### What to do
Reproduce these rows with "ring rule" swapped for "fill rule" everywhere it occurs and everything else left unchanged, but omit the pictures.

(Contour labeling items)
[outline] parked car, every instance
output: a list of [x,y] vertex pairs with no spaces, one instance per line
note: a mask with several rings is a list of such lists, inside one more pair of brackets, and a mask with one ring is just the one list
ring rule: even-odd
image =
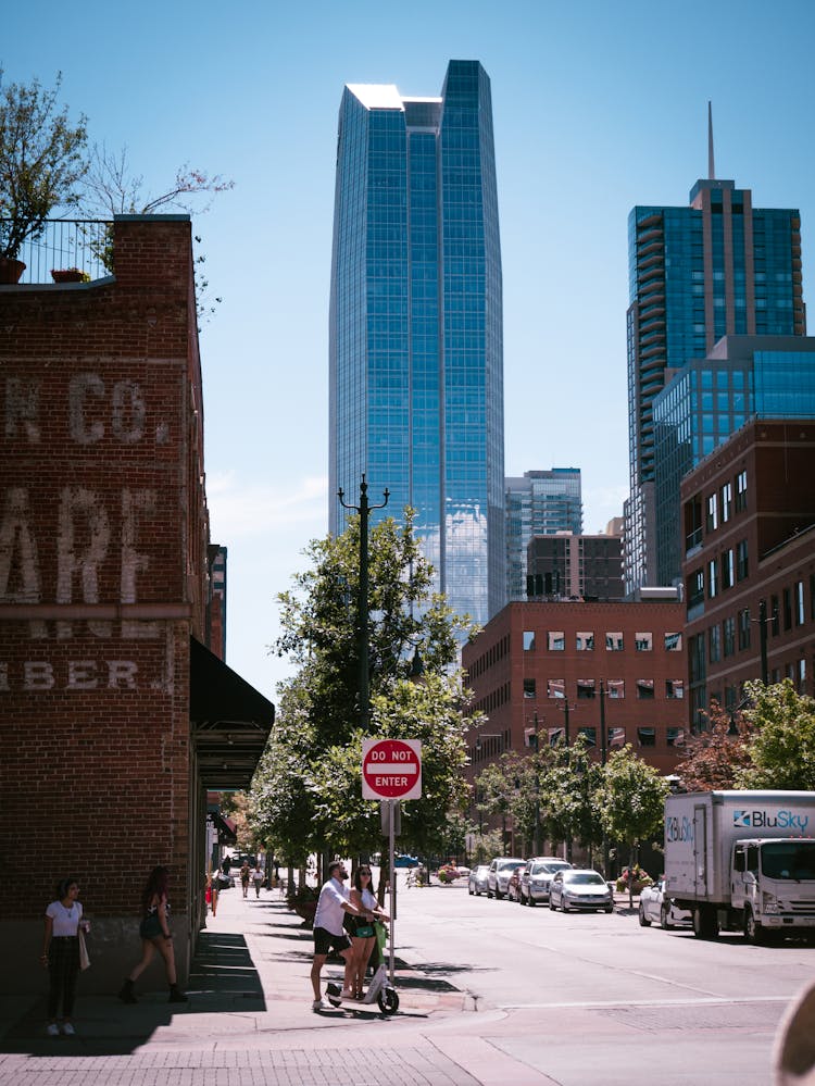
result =
[[611,887],[597,871],[572,867],[568,871],[557,871],[549,887],[549,908],[561,909],[603,909],[614,911],[614,898]]
[[490,864],[487,897],[491,898],[494,896],[496,900],[500,901],[506,894],[510,875],[523,862],[519,856],[497,856]]
[[568,871],[572,864],[556,856],[536,856],[527,860],[521,873],[521,904],[534,906],[549,901],[549,887],[559,871]]
[[418,867],[418,860],[415,856],[408,856],[405,852],[397,852],[393,857],[394,867]]
[[506,899],[509,901],[521,900],[521,875],[525,864],[519,863],[506,882]]
[[469,872],[469,878],[467,879],[467,891],[469,894],[475,894],[477,898],[481,894],[486,894],[489,889],[489,864],[479,863],[478,866],[473,867]]
[[677,924],[689,924],[690,912],[677,909],[665,892],[665,879],[657,879],[653,886],[643,886],[640,891],[640,926],[659,924],[664,931]]

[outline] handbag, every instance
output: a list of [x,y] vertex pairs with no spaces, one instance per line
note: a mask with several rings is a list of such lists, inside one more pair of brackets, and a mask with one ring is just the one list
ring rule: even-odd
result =
[[88,958],[88,948],[85,944],[85,932],[79,928],[77,935],[79,937],[79,969],[86,970],[90,965],[90,958]]

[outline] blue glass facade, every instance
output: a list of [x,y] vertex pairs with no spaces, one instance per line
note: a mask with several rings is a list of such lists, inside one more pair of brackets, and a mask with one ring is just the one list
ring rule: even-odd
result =
[[[329,528],[342,487],[417,511],[456,611],[503,607],[501,251],[487,74],[451,61],[440,98],[348,86],[330,307]],[[375,514],[376,515],[376,514]],[[379,514],[381,515],[381,514]]]
[[[697,182],[688,208],[634,208],[628,257],[626,590],[632,591],[680,576],[663,545],[678,533],[679,490],[670,500],[654,490],[654,403],[666,382],[725,335],[803,336],[806,328],[799,212],[753,208],[750,190],[731,180]],[[678,554],[678,534],[672,552]]]
[[681,564],[682,476],[754,415],[815,419],[815,338],[728,336],[654,398],[657,571]]

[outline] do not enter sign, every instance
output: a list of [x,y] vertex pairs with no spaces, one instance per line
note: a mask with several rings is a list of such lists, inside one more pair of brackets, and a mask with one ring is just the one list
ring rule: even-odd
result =
[[421,739],[363,739],[363,799],[422,798]]

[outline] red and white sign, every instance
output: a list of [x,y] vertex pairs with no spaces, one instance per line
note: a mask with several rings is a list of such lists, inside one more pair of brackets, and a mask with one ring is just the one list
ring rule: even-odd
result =
[[362,798],[421,799],[422,740],[363,739]]

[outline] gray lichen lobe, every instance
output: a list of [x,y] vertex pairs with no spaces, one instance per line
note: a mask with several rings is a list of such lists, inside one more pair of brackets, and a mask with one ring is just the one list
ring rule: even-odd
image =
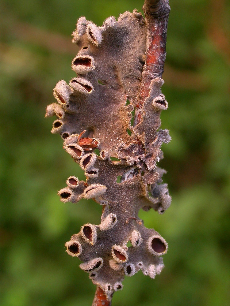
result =
[[171,201],[167,184],[162,184],[165,171],[156,166],[163,157],[162,143],[170,141],[168,131],[159,129],[161,112],[168,107],[160,78],[151,83],[138,110],[140,122],[131,124],[147,32],[145,20],[136,11],[125,13],[117,21],[110,17],[101,27],[80,18],[73,40],[80,48],[72,63],[77,76],[69,85],[58,82],[54,92],[58,104],[47,110],[47,116],[57,117],[52,132],[61,136],[63,147],[86,177],[86,182],[70,177],[59,192],[61,200],[92,198],[103,206],[101,224],[83,226],[66,243],[67,252],[83,262],[81,268],[109,299],[122,289],[125,275],[140,269],[152,278],[159,274],[161,256],[167,248],[165,241],[138,216],[142,208],[163,213]]

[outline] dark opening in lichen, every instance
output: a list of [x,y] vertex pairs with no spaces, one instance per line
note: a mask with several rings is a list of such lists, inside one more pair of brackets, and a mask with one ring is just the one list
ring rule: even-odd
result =
[[89,162],[90,162],[92,157],[92,155],[89,155],[86,157],[82,162],[82,165],[84,168],[85,168]]
[[85,226],[83,228],[83,233],[86,238],[92,242],[93,241],[93,231],[90,226]]
[[66,139],[67,137],[69,137],[69,134],[67,134],[67,133],[63,133],[63,134],[62,134],[62,138],[63,139]]
[[73,64],[75,66],[80,65],[85,67],[90,67],[92,65],[92,60],[88,57],[82,57],[76,58]]
[[132,268],[130,266],[129,266],[129,265],[128,265],[128,266],[127,266],[127,267],[126,267],[126,272],[127,272],[127,274],[128,275],[129,275],[129,274],[130,274],[130,273],[132,272]]
[[76,186],[78,184],[78,182],[74,178],[70,178],[68,181],[69,184],[74,186]]
[[95,269],[97,269],[99,267],[101,264],[102,262],[101,260],[99,260],[92,268],[91,269],[89,269],[88,270],[86,270],[86,271],[87,272],[89,272],[90,271],[92,271],[93,270],[94,270]]
[[86,84],[82,84],[79,81],[77,81],[76,80],[72,80],[71,81],[71,82],[72,83],[77,83],[78,84],[79,84],[79,85],[80,85],[81,86],[84,88],[85,89],[86,89],[89,92],[90,92],[92,90],[92,88],[91,86],[89,86],[89,85],[87,85]]
[[71,150],[73,150],[76,153],[78,156],[80,157],[82,155],[82,152],[81,150],[73,146],[70,146],[69,147],[68,147],[68,148],[69,149],[71,149]]
[[125,261],[126,260],[126,257],[119,251],[114,249],[113,252],[116,257],[117,257],[120,260],[121,260],[122,261]]
[[78,254],[80,252],[79,246],[76,242],[68,247],[68,249],[71,253],[72,253],[73,254]]
[[62,124],[60,121],[56,121],[54,123],[53,126],[54,128],[59,128]]
[[163,253],[166,249],[166,246],[159,238],[153,238],[151,246],[156,253]]
[[71,194],[69,192],[64,191],[64,192],[62,192],[60,195],[62,199],[68,199],[71,196]]
[[155,101],[156,104],[160,104],[161,105],[165,107],[166,106],[166,103],[165,102],[165,100],[157,100]]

### Reply to the task
[outline] parked car, every instance
output: a list of [x,y] vertex pairs with no spaces, one instance per line
note: a mask with several rings is a list of such lists, inside one more pair of brackets, and a mask with one ring is just the one list
fill rule: even-odd
image =
result =
[[611,887],[597,871],[572,867],[568,871],[557,871],[549,887],[549,908],[561,909],[603,909],[614,911],[614,898]]
[[490,864],[487,897],[491,898],[494,896],[496,900],[500,901],[506,894],[510,875],[523,862],[519,856],[497,856]]
[[568,871],[572,864],[556,856],[536,856],[527,860],[521,873],[521,904],[534,906],[549,901],[549,887],[559,871]]
[[418,867],[418,860],[415,856],[408,856],[405,852],[397,852],[393,857],[394,867]]
[[506,899],[509,901],[521,900],[521,875],[525,864],[519,863],[506,882]]
[[469,872],[469,878],[467,879],[467,891],[469,894],[475,894],[477,898],[481,894],[486,894],[489,889],[489,864],[479,863],[478,866],[473,867]]
[[677,924],[689,924],[690,912],[677,909],[665,892],[665,879],[657,879],[653,886],[643,886],[640,891],[640,926],[659,924],[664,931]]

[outline] handbag, every instance
output: a list of [x,y] vertex pairs with no spaces, one instance per line
note: a mask with several rings is a list of such lists, inside one more pair of brackets, and a mask with one ring is just the one list
fill rule: even-odd
result =
[[88,958],[88,948],[85,944],[85,932],[79,928],[77,935],[79,937],[79,969],[86,970],[90,965],[90,958]]

[outline] blue glass facade, every instance
output: a list of [x,y] vertex pairs with no spaces, one instance per line
note: a mask with several rings is a list of such lists, inside one more pair of brackets, and a mask with one ring is just the one list
fill rule: even-odd
result =
[[[329,528],[342,487],[417,511],[456,611],[503,607],[501,251],[487,74],[451,61],[440,98],[348,86],[330,307]],[[375,514],[376,515],[376,514]],[[379,514],[381,515],[381,514]]]
[[[697,182],[688,208],[634,208],[628,257],[626,590],[632,591],[680,576],[663,545],[678,533],[679,490],[670,500],[654,490],[654,403],[666,382],[725,335],[803,336],[806,328],[799,212],[753,208],[750,190],[731,180]],[[678,554],[678,534],[672,552]]]
[[681,564],[682,476],[754,415],[815,419],[815,338],[728,336],[654,398],[657,571]]

[outline] do not enter sign, every instance
output: a list of [x,y] vertex pairs with no spaces, one instance per line
note: a mask with several rings is a list of such lists, inside one more pair of brackets, and a mask with one ring is just the one list
fill rule: even-odd
result =
[[421,739],[363,739],[363,799],[422,798]]

[outline] red and white sign, every instance
output: a list of [x,y] vertex pairs with no spaces, one instance per line
note: a mask with several rings is a list of such lists, inside one more pair of brackets, and a mask with one ring is just the one list
fill rule: even-odd
result =
[[362,798],[421,799],[422,740],[363,739]]

[outline] gray lichen lobe, every instance
output: a list of [x,y] vertex pairs with no spaces, one instance per line
note: a mask with several rings is a list of such lists, inside one more pair of brackets, and a mask with one ring is just the one list
fill rule: even-odd
image =
result =
[[171,201],[167,184],[162,184],[165,171],[156,166],[163,157],[162,143],[170,141],[168,131],[159,129],[161,112],[168,107],[160,78],[151,83],[138,110],[140,122],[131,124],[147,32],[145,20],[136,11],[125,13],[117,21],[110,17],[101,27],[80,18],[73,40],[80,48],[72,63],[77,76],[69,85],[58,82],[54,92],[58,104],[47,110],[47,116],[57,117],[52,132],[61,136],[63,147],[86,177],[86,182],[70,177],[59,192],[61,200],[92,198],[103,206],[101,224],[83,226],[66,243],[67,252],[83,262],[81,268],[109,299],[122,289],[125,275],[140,269],[152,278],[159,274],[161,256],[167,248],[165,241],[138,216],[142,208],[163,213]]

[outline] dark opening in lichen, every instance
output: a list of [x,y] vertex pairs with no spaces, one instance per line
note: a mask with several rings is a list of such lists, inside one more pair of brackets, and a mask with one ring is just the one list
fill rule: even-odd
result =
[[89,162],[90,162],[92,157],[92,155],[89,155],[86,157],[82,162],[82,165],[84,168],[85,168]]
[[85,226],[83,228],[83,233],[86,238],[92,242],[93,241],[93,231],[90,226]]
[[66,139],[67,137],[69,137],[69,134],[67,134],[67,133],[63,133],[63,134],[62,134],[62,138],[63,139]]
[[73,64],[75,66],[80,65],[85,67],[90,67],[92,65],[92,60],[88,57],[82,57],[76,58]]
[[132,268],[130,266],[129,266],[129,265],[128,265],[128,266],[127,266],[127,267],[126,267],[126,272],[127,272],[127,274],[128,275],[129,275],[129,274],[130,274],[130,273],[132,272]]
[[76,186],[78,184],[78,182],[74,178],[70,178],[68,181],[69,184],[74,186]]
[[95,269],[97,269],[99,267],[101,264],[102,262],[101,260],[99,260],[92,268],[91,269],[89,269],[88,270],[86,270],[86,271],[87,272],[89,272],[90,271],[92,271],[93,270],[94,270]]
[[86,84],[82,84],[79,81],[77,81],[76,80],[72,80],[71,81],[71,82],[72,83],[77,83],[78,84],[79,84],[79,85],[80,85],[81,86],[84,88],[85,89],[86,89],[89,92],[90,92],[92,90],[92,88],[91,86],[89,86],[89,85],[87,85]]
[[71,150],[73,150],[76,153],[78,156],[80,157],[82,155],[82,152],[81,150],[73,146],[70,146],[69,147],[68,147],[68,148],[69,149],[71,149]]
[[125,261],[126,260],[126,257],[119,251],[114,249],[113,252],[116,257],[117,257],[120,260],[121,260],[122,261]]
[[78,254],[80,252],[79,246],[76,242],[68,247],[68,249],[71,253],[72,253],[73,254]]
[[62,124],[60,121],[56,121],[54,123],[53,126],[54,128],[59,128]]
[[163,253],[166,249],[166,246],[159,238],[153,238],[151,246],[156,253]]
[[71,194],[69,192],[64,191],[64,192],[62,192],[60,195],[62,199],[68,199],[71,196]]
[[155,101],[156,104],[160,104],[161,105],[165,107],[166,106],[166,103],[165,102],[165,100],[157,100]]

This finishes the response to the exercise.